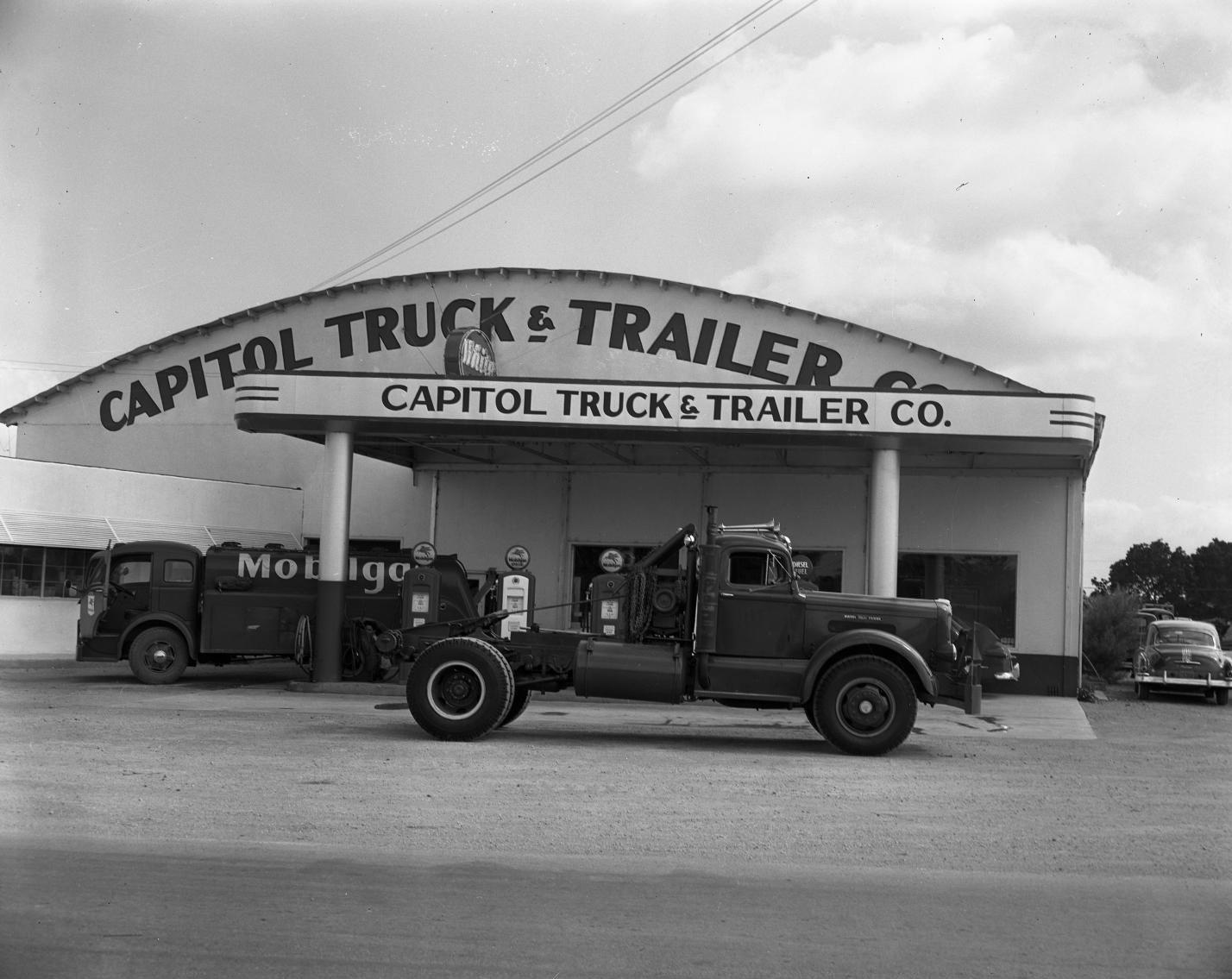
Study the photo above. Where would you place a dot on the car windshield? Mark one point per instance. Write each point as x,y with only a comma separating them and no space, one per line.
1186,637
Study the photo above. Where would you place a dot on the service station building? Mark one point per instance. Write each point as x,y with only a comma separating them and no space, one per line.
561,412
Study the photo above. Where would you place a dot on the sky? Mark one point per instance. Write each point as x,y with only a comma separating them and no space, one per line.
1041,187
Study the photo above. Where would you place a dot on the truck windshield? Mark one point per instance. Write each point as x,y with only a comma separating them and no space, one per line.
757,568
94,572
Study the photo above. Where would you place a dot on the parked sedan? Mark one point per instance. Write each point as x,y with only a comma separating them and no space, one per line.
1182,656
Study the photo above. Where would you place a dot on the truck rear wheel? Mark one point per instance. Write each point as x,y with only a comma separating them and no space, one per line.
460,688
158,656
865,706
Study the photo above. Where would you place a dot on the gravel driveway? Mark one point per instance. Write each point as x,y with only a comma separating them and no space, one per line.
235,755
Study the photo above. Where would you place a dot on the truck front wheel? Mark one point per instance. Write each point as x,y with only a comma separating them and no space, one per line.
460,688
865,706
158,656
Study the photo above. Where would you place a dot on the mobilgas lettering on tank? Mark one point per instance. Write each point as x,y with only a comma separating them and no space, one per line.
230,568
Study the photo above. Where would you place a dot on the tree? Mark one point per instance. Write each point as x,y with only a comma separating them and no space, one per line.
1211,587
1110,630
1156,572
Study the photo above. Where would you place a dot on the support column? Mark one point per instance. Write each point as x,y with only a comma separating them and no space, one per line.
336,532
883,523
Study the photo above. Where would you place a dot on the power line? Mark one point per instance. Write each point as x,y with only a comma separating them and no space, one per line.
676,66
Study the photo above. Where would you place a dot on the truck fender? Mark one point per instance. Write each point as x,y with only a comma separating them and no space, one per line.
155,619
896,650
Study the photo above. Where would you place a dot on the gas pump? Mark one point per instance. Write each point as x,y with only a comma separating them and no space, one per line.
609,595
515,591
422,589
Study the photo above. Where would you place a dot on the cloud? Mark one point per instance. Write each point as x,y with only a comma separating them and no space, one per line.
996,190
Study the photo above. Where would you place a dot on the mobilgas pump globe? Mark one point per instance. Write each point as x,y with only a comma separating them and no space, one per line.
515,591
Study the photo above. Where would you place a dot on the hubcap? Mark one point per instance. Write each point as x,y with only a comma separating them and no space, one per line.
159,658
455,690
865,707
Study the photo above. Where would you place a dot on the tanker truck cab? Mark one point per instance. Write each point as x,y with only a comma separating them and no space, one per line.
141,602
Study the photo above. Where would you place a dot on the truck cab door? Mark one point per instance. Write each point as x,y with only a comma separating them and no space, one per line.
759,612
92,602
759,628
129,593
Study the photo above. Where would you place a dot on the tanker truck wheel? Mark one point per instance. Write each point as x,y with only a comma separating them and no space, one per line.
158,656
865,706
460,688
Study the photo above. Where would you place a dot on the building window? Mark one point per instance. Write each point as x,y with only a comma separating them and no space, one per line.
982,587
42,572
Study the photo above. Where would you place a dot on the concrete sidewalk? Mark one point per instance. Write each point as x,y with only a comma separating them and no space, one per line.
1012,716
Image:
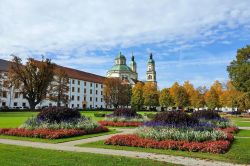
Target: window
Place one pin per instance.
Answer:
(16, 94)
(4, 94)
(149, 77)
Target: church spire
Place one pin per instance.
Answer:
(151, 73)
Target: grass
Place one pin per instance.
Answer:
(235, 154)
(54, 141)
(11, 155)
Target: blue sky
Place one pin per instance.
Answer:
(190, 40)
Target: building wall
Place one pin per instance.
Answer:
(91, 97)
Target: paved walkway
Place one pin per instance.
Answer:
(70, 146)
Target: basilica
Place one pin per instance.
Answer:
(129, 73)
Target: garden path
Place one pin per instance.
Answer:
(69, 146)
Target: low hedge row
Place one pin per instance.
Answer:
(220, 146)
(121, 124)
(49, 134)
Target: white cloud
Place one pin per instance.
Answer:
(63, 25)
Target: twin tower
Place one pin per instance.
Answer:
(129, 73)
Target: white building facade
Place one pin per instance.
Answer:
(85, 91)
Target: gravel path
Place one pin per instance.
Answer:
(70, 146)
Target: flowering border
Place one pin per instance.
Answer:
(49, 134)
(120, 124)
(221, 146)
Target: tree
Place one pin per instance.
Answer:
(181, 97)
(32, 79)
(137, 99)
(59, 87)
(192, 94)
(239, 70)
(212, 99)
(165, 99)
(125, 95)
(150, 95)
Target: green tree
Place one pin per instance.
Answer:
(137, 99)
(59, 88)
(181, 97)
(32, 79)
(239, 70)
(165, 99)
(150, 95)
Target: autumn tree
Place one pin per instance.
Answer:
(59, 87)
(126, 93)
(181, 98)
(239, 70)
(150, 95)
(32, 79)
(165, 99)
(137, 99)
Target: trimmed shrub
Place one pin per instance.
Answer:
(206, 114)
(176, 118)
(98, 114)
(58, 114)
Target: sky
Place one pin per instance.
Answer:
(190, 40)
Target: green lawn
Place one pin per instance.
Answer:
(22, 156)
(235, 155)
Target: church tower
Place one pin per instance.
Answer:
(151, 73)
(133, 66)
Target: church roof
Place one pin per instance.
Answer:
(120, 68)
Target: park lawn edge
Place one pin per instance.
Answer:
(200, 155)
(31, 156)
(61, 140)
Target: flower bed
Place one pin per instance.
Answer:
(220, 146)
(120, 124)
(49, 134)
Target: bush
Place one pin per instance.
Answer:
(176, 118)
(206, 114)
(58, 114)
(125, 112)
(98, 114)
(149, 115)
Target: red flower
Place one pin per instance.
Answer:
(136, 141)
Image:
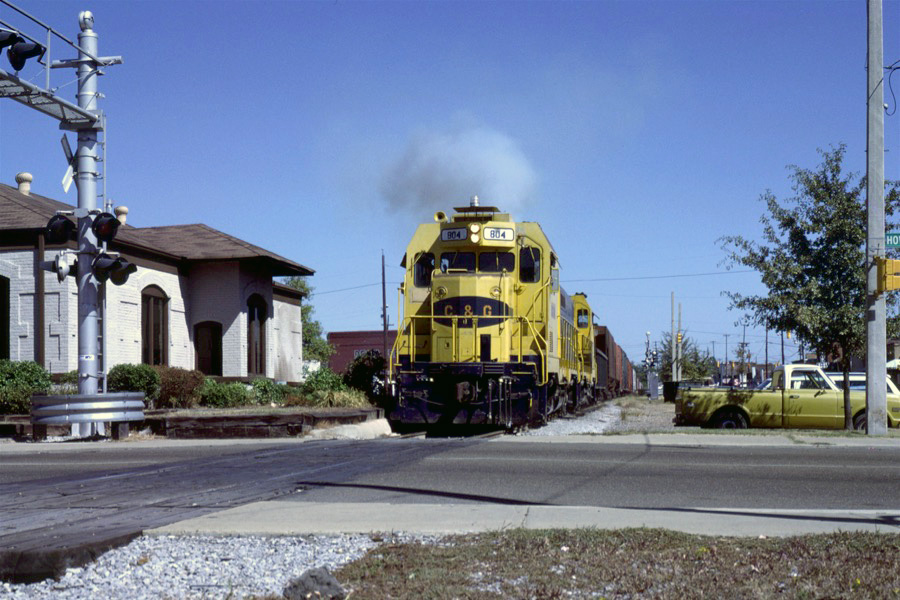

^^^^

[TASK PROMPT] Count the lines in the rows above that contain the word "wheel", and give only that number.

[TASK ANSWER] 3